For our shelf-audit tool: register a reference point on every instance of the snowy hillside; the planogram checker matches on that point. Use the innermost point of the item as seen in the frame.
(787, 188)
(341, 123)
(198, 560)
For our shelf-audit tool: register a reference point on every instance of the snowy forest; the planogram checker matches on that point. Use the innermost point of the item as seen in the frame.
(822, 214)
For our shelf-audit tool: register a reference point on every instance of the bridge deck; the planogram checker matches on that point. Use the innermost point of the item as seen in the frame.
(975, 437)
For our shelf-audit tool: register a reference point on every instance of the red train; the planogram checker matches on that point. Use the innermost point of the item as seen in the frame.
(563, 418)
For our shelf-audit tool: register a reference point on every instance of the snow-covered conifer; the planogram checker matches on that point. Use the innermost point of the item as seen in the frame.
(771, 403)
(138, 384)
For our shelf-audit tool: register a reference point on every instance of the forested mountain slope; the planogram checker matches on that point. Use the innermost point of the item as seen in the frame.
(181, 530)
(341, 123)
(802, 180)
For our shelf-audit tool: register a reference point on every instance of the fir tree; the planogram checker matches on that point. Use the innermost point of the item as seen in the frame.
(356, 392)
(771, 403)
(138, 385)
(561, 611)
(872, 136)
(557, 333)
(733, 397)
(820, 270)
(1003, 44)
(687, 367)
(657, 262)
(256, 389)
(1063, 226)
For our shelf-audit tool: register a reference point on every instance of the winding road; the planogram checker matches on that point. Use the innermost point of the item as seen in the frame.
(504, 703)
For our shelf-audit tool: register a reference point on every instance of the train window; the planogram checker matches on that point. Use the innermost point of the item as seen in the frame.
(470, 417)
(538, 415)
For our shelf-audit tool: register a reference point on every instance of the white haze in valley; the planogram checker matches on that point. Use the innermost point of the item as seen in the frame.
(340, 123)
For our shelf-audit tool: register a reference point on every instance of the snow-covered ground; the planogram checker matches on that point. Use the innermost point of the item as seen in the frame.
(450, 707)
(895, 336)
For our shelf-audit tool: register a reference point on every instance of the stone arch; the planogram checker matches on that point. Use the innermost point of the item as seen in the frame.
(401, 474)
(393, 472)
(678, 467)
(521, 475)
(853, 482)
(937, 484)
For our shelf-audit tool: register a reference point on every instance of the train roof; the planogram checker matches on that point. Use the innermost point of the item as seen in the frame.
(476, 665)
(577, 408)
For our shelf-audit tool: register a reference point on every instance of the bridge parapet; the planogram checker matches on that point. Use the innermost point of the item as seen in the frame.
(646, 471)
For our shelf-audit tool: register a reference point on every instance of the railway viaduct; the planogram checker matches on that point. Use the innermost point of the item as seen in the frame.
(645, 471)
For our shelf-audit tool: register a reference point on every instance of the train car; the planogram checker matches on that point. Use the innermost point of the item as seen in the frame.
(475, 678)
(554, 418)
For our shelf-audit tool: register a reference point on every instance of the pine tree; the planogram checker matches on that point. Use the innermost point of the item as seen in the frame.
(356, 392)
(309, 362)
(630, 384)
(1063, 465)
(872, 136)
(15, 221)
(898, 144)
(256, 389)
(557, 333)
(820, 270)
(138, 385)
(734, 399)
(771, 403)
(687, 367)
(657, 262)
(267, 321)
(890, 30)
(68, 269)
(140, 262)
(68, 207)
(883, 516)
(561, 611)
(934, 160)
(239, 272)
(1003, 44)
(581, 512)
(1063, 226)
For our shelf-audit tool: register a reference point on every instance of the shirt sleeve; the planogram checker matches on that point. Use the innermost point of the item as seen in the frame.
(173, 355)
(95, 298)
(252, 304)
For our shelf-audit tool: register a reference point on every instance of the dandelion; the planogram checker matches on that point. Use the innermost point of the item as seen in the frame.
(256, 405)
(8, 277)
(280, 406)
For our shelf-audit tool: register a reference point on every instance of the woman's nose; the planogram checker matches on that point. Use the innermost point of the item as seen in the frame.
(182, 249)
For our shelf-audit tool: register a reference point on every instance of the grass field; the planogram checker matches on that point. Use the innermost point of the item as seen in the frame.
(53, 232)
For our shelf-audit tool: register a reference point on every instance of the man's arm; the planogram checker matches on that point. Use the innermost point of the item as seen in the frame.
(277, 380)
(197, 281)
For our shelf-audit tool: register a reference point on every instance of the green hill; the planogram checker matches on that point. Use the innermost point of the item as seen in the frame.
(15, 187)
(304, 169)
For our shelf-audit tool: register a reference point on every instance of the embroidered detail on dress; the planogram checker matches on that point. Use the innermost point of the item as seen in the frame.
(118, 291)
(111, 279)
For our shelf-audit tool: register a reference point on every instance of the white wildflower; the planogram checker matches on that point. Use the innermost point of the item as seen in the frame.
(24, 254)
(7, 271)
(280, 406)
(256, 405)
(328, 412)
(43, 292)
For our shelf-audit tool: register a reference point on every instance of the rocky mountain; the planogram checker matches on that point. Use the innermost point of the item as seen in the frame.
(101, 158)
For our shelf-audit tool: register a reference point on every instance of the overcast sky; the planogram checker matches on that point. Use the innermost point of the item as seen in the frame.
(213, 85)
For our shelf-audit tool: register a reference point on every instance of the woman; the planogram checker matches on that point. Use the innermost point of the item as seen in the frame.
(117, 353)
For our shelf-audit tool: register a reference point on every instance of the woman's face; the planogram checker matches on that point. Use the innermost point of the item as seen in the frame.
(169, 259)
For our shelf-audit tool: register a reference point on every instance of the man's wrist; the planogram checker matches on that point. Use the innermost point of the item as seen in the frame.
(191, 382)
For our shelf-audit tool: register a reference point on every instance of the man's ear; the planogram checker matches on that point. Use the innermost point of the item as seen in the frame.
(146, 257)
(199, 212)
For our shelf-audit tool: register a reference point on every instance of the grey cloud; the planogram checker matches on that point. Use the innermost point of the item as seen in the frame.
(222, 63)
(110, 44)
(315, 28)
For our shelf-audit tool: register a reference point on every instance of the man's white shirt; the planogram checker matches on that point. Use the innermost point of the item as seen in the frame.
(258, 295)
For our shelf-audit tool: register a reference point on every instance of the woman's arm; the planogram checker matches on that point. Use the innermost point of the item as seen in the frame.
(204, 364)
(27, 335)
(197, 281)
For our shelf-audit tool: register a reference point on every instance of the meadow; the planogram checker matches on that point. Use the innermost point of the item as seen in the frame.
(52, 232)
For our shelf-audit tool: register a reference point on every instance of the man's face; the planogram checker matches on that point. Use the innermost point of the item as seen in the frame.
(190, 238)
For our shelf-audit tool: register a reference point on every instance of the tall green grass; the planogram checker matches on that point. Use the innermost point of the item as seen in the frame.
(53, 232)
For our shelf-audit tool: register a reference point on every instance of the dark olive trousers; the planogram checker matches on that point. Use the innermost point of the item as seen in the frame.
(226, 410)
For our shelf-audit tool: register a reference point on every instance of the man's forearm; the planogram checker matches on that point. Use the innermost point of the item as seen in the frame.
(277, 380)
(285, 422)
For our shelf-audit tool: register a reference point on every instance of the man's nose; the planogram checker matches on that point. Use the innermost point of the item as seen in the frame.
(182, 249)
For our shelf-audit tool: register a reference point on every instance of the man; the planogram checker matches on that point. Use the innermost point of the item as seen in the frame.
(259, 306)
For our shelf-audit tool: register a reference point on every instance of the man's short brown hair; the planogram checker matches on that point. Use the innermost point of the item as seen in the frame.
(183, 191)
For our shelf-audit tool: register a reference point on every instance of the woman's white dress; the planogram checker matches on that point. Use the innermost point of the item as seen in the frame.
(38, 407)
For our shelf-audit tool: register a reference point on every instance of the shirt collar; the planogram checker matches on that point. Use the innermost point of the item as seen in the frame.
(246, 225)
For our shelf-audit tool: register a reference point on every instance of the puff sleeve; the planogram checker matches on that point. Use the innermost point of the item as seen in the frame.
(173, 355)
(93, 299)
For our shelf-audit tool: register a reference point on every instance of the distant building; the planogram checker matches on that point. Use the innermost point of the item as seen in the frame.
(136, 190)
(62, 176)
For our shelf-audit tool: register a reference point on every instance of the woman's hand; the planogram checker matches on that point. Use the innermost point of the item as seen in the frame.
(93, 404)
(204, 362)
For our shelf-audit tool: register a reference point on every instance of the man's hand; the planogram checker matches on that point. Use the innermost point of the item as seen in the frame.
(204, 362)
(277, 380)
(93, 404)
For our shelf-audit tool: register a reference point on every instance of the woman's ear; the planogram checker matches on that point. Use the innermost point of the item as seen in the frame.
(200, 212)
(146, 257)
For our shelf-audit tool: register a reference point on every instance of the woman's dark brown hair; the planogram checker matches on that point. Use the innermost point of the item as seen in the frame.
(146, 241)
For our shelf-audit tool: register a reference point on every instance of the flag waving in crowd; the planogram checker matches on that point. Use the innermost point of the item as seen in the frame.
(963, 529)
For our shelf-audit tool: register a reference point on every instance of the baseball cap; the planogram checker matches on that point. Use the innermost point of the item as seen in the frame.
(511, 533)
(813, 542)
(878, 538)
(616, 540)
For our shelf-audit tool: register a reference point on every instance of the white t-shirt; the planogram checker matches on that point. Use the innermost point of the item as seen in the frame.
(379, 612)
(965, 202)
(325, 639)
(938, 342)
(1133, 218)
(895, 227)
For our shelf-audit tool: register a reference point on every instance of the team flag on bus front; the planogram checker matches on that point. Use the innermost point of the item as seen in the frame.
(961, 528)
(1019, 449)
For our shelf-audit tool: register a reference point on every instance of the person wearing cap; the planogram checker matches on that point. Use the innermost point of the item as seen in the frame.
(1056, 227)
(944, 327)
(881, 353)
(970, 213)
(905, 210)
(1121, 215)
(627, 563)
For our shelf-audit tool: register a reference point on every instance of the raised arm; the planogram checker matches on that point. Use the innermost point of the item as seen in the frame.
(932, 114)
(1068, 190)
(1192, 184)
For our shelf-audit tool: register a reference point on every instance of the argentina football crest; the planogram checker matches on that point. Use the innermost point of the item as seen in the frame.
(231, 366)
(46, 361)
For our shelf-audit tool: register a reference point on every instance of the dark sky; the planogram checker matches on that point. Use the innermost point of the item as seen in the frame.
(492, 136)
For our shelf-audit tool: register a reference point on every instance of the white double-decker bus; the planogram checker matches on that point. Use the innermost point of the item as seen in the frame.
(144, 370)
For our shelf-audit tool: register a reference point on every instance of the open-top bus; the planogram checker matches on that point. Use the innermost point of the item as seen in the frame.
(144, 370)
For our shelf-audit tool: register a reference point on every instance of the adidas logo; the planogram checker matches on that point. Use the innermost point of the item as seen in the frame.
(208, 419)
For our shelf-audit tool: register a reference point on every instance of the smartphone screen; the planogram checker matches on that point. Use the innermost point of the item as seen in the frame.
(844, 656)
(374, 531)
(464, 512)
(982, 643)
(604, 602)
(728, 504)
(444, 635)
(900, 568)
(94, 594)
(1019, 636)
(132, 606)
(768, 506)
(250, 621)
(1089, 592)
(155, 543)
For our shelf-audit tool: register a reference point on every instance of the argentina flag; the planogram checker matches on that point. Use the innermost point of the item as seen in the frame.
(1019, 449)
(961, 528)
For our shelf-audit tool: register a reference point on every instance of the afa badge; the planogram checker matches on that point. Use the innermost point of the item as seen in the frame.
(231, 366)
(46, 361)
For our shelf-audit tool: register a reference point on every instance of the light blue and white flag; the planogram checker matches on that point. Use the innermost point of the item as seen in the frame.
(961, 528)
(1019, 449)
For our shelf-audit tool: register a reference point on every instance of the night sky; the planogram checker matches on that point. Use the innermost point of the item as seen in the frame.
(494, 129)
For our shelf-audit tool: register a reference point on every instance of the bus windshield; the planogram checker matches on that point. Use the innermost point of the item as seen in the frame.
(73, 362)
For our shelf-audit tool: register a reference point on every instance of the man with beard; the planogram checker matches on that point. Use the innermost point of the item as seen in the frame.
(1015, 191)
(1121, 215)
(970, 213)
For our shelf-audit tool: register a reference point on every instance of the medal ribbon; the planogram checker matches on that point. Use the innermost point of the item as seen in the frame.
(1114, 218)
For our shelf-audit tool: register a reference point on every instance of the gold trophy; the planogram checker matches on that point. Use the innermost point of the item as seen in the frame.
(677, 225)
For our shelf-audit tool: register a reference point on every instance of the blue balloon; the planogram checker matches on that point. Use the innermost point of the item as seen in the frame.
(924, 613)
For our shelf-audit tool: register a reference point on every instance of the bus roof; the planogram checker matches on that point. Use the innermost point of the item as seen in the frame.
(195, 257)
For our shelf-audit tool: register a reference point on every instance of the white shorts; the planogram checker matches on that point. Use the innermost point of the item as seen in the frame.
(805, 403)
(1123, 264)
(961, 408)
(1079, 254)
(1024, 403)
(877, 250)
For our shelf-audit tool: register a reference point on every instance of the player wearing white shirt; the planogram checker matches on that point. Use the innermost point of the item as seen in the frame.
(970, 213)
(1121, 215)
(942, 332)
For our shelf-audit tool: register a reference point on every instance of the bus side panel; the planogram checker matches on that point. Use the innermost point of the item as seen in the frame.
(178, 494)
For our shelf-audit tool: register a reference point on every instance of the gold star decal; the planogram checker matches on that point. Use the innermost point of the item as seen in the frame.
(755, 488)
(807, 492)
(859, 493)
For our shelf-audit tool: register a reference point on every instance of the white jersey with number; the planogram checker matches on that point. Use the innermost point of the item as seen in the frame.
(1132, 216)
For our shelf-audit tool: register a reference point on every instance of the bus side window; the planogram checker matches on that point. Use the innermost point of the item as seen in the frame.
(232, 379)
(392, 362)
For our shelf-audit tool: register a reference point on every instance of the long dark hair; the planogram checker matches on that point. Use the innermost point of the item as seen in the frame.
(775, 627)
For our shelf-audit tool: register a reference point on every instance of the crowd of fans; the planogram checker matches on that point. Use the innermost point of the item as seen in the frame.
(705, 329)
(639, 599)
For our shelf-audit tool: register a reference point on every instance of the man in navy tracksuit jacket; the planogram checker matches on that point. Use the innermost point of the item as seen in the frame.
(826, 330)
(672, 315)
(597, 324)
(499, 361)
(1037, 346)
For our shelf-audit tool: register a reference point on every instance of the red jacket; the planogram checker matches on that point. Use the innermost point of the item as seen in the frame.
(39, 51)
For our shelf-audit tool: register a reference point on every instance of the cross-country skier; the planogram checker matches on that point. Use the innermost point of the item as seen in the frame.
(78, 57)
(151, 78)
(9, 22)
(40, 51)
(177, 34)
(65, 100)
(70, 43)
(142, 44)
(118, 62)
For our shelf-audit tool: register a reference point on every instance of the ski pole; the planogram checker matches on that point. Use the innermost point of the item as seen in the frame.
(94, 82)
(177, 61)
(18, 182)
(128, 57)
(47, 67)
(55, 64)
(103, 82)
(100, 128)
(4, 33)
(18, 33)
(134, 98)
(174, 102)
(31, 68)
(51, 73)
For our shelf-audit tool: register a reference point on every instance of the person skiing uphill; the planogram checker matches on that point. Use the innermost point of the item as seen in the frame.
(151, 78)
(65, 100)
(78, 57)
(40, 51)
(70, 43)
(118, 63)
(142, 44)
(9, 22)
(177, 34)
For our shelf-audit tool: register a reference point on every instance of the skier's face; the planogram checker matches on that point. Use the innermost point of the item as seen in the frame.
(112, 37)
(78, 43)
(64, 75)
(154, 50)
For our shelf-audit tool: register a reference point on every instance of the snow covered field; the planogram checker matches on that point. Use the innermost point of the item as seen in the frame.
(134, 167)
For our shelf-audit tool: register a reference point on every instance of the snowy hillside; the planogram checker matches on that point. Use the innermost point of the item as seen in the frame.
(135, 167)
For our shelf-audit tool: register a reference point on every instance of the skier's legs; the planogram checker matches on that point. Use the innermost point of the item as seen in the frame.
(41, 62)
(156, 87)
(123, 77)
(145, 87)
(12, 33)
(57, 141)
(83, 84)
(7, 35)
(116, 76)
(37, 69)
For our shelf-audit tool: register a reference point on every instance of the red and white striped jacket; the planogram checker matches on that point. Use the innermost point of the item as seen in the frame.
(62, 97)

WHAT TO WORK ON: Write out once more the lines above beginning at the line with "the person skiing"; continue through the final line and stop there.

SOLVED PROBLEM:
For our shelf-audit tool: register a reference point on every instance of the person skiing uphill; the planogram checker matches on that point. Use the innermost point of the item as seen in the frame.
(151, 78)
(65, 100)
(78, 57)
(40, 51)
(70, 43)
(118, 63)
(142, 44)
(9, 22)
(177, 34)
For our shelf-audit tool: register a reference point on every instance of the skier's face; the planogram checker matches on that point. Use the innermost point of the item as seen in the frame.
(112, 37)
(78, 43)
(64, 75)
(154, 50)
For our shelf-audit tool: register a reference point on every instance of the snow covered field; the planogram checker matches on that point. Use the innermost point of the item as seen in the frame.
(134, 167)
For our shelf-audit tool: register a reference point on every instance of the snowy hillside; the planogram checker matches on that point. Use the innermost point of the item as seen in the frame.
(135, 167)
For our shelf-audit tool: register a reference point on every instance of the skier's legs; the planogram checker matches on that point. Use the innermost point of the item as seen in the frame.
(41, 62)
(156, 87)
(123, 77)
(145, 87)
(12, 33)
(57, 141)
(83, 84)
(7, 35)
(116, 76)
(37, 69)
For our shelf-audit tool: register a reference point on every instance of the red and white striped jacket; the planogram checker matches on that point. Use the innermost point of the item as seen in the frame.
(62, 97)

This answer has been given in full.